Textauszug
+---+

Der Dokumentarfilm erfreut sich sicherlich nicht der größten Aufmerksamkeit unter den zahlreichen Filmgenres. Zumal ein ethnografischer Dokumentarfilm nach anderen, sagen wir mal besonderen, Spielregen spielt. Oder spielt er gar nicht? Eben diese Spannung zwischen Spielen und Nicht-Spielen ist vielleicht eines der herausragendsten Merkmale des Dokumentarfilms, wobei dem Montieren und Zusammenscheiden des gefilmten Materials eine besondere Rolle zukommt. Dem Dokumentarfilm traut man gemeinhin mehr zu als den gängigen Spielfilmen. Er ist authentischer, sagt man. Das soll er zumindest sein. Eine objektive Wahrheit kann uns natürlich kein Film vermitteln, doch der von mir liebevoll „Ethnofilm“ genannte ethnologische Dokumentarfilm erhebt zumindest den Anspruch einer wirklichkeitsgetreuen Darstellung, eines ihm am Herzen liegenden Sachverhalts.
Grenzen?! Fehlanzeige!
Eine allgemeingültige Definition, was nun einen ethnografischen Film ausmacht, kann und darf es nicht geben. Was den Filmemacher vor und während des Filmprozesses erwartet, unterliegt großen Schwankungen. Meist entwickelt sich eine Geschichte erst im Prozess des Filmens selbst. Ich muss stets bereit sein, Änderungen anzunehmen, mich ihnen anzupassen, Ideen umzuwerfen, Standards neu zu setzen und alles immer wieder zu hinterfragen. Die größte Tugend muss es sein, mit dem Film zu verschmelzen – nein, der Film zu sein.

+---+

Unbearbeitete Einträge
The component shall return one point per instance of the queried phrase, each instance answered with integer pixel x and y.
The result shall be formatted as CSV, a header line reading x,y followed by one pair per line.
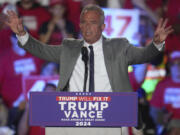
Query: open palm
x,y
15,23
162,31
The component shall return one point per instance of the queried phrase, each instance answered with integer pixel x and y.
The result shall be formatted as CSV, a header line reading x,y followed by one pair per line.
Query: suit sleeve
x,y
139,55
43,51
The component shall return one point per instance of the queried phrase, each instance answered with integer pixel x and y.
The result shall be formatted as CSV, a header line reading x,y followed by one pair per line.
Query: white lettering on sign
x,y
30,22
83,109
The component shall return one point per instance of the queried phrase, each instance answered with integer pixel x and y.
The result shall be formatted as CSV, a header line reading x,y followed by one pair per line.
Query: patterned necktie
x,y
91,69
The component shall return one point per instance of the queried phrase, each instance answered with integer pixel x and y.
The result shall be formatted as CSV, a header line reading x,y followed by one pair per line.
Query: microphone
x,y
85,58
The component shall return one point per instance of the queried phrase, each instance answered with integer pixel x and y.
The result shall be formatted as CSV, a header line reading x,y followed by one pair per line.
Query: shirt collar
x,y
95,45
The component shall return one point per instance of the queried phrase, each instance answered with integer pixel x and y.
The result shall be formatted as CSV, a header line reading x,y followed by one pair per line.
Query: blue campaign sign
x,y
83,109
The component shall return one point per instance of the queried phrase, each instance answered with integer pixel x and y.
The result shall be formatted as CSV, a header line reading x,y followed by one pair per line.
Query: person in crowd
x,y
165,107
111,61
20,63
58,28
33,15
172,12
23,126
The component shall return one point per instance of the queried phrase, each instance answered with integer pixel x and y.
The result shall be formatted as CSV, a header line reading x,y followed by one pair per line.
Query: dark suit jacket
x,y
118,55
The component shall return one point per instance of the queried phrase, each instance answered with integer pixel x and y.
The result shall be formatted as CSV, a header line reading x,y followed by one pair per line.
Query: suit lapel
x,y
107,50
68,63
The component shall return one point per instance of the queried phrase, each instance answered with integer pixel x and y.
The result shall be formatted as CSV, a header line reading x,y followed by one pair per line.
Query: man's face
x,y
91,27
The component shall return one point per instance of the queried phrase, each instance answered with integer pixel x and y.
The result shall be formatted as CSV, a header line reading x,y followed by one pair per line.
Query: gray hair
x,y
96,8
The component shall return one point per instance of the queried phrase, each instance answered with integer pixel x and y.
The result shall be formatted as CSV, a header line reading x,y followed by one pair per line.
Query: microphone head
x,y
84,53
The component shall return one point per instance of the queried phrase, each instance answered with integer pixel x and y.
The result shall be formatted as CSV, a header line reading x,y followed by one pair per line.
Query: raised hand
x,y
15,23
162,31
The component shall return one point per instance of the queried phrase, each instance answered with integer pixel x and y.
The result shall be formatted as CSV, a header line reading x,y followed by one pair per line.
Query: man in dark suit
x,y
111,56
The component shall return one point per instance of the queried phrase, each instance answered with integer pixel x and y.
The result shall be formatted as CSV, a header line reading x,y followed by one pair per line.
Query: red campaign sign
x,y
37,83
122,23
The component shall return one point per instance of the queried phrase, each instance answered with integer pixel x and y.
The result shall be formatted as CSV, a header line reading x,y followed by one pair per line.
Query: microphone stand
x,y
85,58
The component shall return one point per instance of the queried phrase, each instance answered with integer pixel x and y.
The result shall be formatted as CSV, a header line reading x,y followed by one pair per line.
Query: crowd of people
x,y
157,83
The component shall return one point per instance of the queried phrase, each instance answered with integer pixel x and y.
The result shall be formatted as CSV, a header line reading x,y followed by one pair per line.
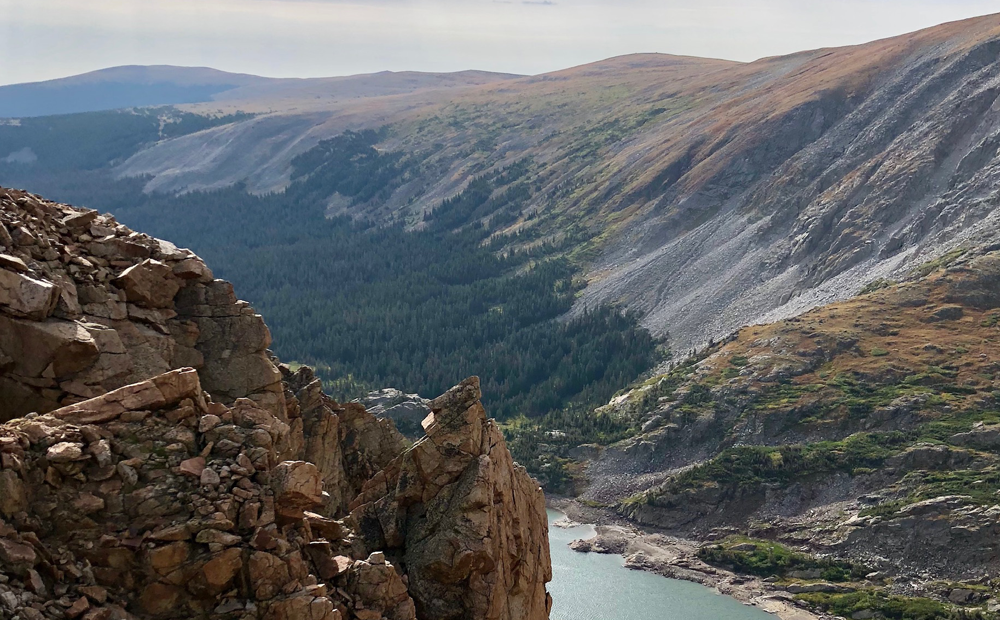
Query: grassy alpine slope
x,y
865,432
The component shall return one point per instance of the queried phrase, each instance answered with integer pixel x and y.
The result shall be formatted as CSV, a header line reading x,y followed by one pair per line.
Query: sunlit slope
x,y
707,194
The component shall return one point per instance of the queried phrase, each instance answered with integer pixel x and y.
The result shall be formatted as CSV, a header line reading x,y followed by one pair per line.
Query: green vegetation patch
x,y
770,559
753,466
890,606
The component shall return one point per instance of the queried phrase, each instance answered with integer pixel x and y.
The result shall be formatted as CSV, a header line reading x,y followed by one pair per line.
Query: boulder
x,y
150,284
22,295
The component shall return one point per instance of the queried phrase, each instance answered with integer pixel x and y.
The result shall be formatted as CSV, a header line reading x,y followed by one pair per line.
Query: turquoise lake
x,y
589,586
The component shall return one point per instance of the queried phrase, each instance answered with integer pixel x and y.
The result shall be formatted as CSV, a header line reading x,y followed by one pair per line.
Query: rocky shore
x,y
674,558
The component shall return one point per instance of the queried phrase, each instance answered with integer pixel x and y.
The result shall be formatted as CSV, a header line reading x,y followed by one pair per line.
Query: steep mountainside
x,y
682,180
862,434
158,462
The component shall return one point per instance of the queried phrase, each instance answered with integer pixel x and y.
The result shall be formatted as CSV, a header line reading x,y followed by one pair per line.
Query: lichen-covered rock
x,y
88,306
158,464
463,516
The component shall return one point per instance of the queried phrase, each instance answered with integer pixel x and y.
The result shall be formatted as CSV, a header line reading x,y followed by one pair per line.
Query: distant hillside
x,y
140,86
119,87
704,194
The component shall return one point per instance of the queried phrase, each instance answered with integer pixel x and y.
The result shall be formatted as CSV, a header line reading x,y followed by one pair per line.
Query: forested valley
x,y
377,304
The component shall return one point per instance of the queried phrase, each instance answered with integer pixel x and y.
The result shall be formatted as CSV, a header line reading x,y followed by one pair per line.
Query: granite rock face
x,y
87,306
157,463
460,514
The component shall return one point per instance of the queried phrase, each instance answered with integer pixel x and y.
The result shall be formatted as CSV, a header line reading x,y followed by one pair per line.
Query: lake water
x,y
590,586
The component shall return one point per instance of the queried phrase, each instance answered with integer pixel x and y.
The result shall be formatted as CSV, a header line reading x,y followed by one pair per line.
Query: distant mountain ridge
x,y
156,85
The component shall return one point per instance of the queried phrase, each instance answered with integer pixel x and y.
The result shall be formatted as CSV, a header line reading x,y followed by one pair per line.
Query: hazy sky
x,y
43,39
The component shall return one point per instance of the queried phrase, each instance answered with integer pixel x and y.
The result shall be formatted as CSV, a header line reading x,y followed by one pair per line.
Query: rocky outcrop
x,y
460,514
87,306
157,463
406,411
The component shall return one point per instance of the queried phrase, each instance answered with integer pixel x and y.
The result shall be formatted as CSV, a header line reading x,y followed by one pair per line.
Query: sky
x,y
46,39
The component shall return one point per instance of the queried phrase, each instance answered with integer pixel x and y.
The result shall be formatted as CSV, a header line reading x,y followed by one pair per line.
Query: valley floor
x,y
675,558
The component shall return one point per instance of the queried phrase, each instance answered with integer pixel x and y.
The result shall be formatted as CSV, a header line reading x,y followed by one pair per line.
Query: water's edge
x,y
592,586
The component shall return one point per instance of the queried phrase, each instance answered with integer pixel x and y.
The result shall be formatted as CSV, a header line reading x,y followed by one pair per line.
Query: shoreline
x,y
673,558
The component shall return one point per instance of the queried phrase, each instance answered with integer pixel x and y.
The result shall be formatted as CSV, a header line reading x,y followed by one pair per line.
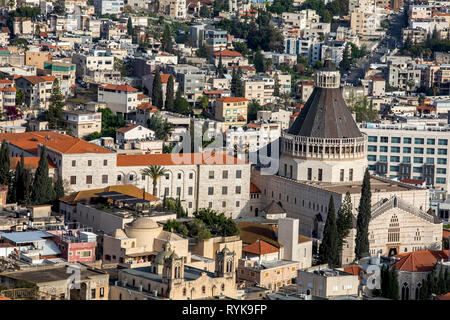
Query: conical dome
x,y
325,114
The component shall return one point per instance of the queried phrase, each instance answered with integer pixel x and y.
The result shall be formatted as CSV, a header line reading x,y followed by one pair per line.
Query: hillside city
x,y
224,150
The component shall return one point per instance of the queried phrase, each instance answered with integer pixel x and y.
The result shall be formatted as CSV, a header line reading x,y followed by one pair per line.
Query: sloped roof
x,y
29,162
122,87
325,115
126,189
63,143
420,261
227,53
127,128
260,247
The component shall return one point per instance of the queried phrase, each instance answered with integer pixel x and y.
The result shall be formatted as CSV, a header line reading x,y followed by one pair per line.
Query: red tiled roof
x,y
38,79
63,143
122,87
260,247
420,261
30,162
168,159
356,270
227,53
127,128
413,181
254,188
444,296
232,99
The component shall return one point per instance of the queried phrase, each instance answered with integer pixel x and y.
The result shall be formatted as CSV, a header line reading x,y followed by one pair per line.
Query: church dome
x,y
325,114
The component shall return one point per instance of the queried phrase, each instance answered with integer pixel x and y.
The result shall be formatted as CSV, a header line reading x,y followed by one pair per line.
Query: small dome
x,y
162,255
173,256
118,233
143,223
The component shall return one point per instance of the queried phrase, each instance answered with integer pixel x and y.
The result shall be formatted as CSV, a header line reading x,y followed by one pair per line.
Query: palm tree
x,y
155,172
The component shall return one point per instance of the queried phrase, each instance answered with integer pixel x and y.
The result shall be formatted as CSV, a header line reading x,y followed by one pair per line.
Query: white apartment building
x,y
119,98
409,152
82,122
108,6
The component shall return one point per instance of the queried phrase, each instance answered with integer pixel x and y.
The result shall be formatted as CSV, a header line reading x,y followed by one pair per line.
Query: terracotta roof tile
x,y
30,162
60,142
123,87
227,53
127,128
232,99
420,261
260,247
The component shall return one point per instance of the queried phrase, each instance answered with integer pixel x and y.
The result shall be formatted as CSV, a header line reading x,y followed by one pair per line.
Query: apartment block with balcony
x,y
409,152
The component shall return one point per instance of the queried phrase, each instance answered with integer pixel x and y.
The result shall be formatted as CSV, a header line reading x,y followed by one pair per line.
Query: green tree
x,y
276,87
154,172
130,27
344,220
23,183
363,218
169,105
55,107
258,61
157,94
163,129
42,191
345,63
219,70
166,40
5,171
329,248
181,105
205,12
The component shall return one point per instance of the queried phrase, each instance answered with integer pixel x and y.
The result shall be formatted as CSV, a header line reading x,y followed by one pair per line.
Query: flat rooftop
x,y
49,274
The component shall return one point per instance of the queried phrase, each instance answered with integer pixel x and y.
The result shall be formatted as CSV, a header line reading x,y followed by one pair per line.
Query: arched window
x,y
394,230
405,291
418,290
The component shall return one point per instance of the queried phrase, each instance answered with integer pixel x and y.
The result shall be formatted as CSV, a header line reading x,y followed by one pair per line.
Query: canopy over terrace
x,y
123,198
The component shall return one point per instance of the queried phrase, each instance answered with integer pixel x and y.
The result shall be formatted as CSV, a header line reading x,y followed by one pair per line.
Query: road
x,y
388,42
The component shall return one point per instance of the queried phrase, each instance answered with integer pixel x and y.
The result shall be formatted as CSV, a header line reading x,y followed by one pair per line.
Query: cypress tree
x,y
363,219
276,87
55,107
344,220
59,188
42,191
170,94
130,27
5,174
393,279
157,97
328,251
12,190
220,67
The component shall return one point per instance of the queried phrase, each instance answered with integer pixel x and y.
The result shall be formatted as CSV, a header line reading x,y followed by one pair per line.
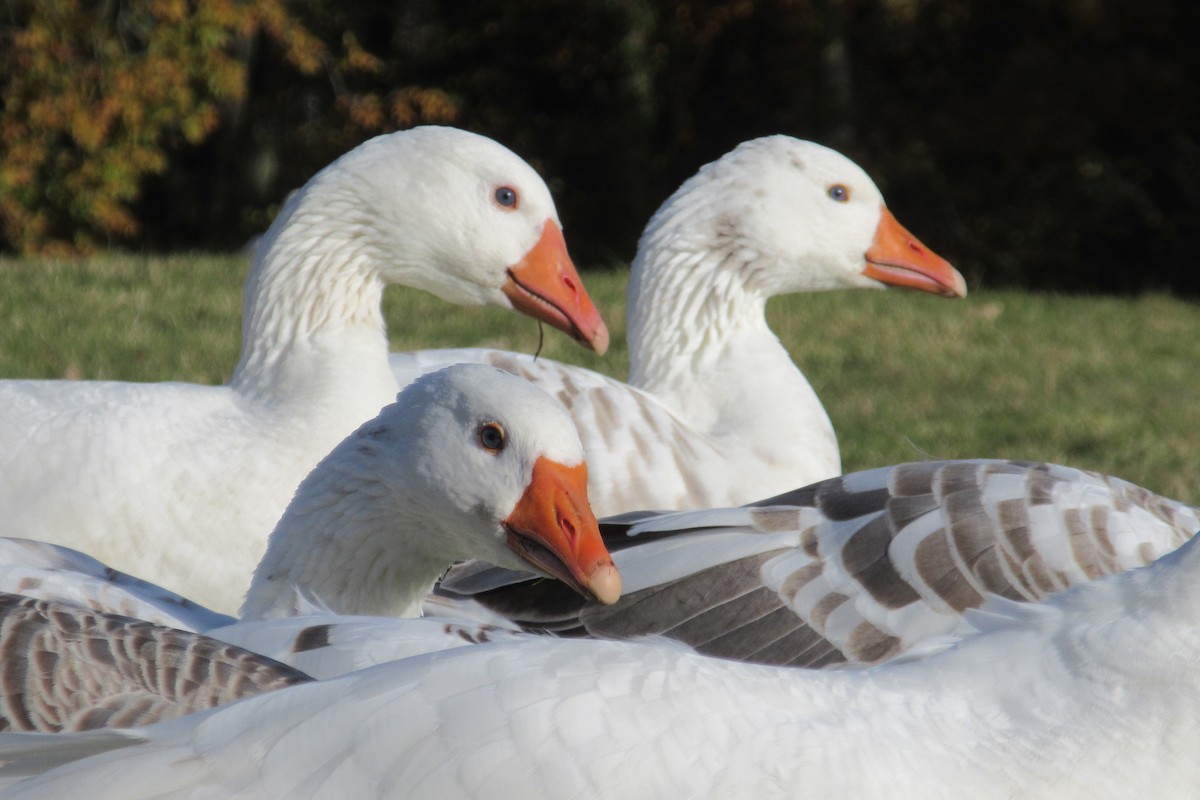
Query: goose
x,y
179,483
715,413
467,462
856,569
69,668
1091,693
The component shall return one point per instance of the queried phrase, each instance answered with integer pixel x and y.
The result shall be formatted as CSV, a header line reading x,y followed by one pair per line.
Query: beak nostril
x,y
568,528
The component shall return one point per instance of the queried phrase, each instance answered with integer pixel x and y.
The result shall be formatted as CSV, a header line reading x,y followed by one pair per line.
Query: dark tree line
x,y
1054,145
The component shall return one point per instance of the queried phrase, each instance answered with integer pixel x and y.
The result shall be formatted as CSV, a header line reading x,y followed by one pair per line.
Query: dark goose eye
x,y
507,197
491,437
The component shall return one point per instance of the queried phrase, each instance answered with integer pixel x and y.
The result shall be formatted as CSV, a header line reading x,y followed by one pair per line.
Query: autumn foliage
x,y
1042,144
95,95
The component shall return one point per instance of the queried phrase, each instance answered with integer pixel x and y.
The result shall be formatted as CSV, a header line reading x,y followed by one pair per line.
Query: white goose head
x,y
433,208
786,215
469,462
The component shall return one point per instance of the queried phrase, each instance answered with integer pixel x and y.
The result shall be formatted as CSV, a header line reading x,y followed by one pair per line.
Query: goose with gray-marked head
x,y
468,462
1091,695
715,413
179,483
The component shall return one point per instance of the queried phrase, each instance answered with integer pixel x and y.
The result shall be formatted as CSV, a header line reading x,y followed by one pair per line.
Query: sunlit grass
x,y
1098,383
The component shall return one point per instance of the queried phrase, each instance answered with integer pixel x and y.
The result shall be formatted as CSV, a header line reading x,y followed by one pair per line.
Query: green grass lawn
x,y
1097,383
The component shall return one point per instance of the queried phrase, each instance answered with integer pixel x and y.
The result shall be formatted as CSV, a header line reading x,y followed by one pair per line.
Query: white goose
x,y
468,462
1091,695
180,482
857,569
715,411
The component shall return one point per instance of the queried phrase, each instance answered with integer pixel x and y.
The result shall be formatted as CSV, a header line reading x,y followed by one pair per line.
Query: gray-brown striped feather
x,y
64,667
882,560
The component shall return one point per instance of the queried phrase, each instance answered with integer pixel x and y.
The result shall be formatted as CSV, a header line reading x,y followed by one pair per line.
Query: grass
x,y
1098,383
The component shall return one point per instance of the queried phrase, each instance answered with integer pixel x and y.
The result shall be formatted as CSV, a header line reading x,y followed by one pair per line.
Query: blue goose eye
x,y
491,437
507,197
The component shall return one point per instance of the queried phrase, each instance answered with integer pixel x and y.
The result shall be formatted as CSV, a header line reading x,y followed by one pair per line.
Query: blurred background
x,y
1045,144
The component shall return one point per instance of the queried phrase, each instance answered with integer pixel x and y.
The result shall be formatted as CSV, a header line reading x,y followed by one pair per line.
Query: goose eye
x,y
507,197
491,437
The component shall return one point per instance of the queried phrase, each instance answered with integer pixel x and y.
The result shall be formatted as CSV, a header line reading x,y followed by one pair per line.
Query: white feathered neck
x,y
406,208
385,513
753,224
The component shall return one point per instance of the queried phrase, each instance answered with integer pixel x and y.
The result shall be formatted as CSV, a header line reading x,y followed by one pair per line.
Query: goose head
x,y
469,462
443,210
796,216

+---+

Aufgaben zur Übung
1. Geben Sie aus dem Textauszug die Stelle zwischen „Der Dokumentarfilm erfreut“ und „Grenzen?! Fehlanzeige!“ wortgetreu wieder, beide Grenzen eingeschlossen.
2. Stimmen diese Aussagen mit dem Textauszug überein? Beantworten Sie jede mit Ja oder Nein und zitieren Sie die entscheidenden Worte wörtlich: (a) Ein Film kann eine objektive Wahrheit vermitteln. (b) Meist entsteht die Geschichte erst während des Filmens. (c) Dem Dokumentarfilm traut man gemeinhin weniger zu als Spielfilmen.

Lösungen
1.
Der Dokumentarfilm erfreut sich sicherlich nicht der größten Aufmerksamkeit unter den zahlreichen Filmgenres. Zumal ein ethnografischer Dokumentarfilm nach anderen, sagen wir mal besonderen, Spielregen spielt. Oder spielt er gar nicht? Eben diese Spannung zwischen Spielen und Nicht-Spielen ist vielleicht eines der herausragendsten Merkmale des Dokumentarfilms, wobei dem Montieren und Zusammenscheiden des gefilmten Materials eine besondere Rolle zukommt. Dem Dokumentarfilm traut man gemeinhin mehr zu als den gängigen Spielfilmen. Er ist authentischer, sagt man. Das soll er zumindest sein. Eine objektive Wahrheit kann uns natürlich kein Film vermitteln, doch der von mir liebevoll „Ethnofilm“ genannte ethnologische Dokumentarfilm erhebt zumindest den Anspruch einer wirklichkeitsgetreuen Darstellung, eines ihm am Herzen liegenden Sachverhalts.
Grenzen?! Fehlanzeige!

2.
(a) Nein: „Eine objektive Wahrheit kann uns natürlich kein Film vermitteln“
(b) Ja: „Meist entwickelt sich eine Geschichte erst im Prozess des Filmens selbst.“
(c) Nein: „Dem Dokumentarfilm traut man gemeinhin mehr zu als den gängigen Spielfilmen.“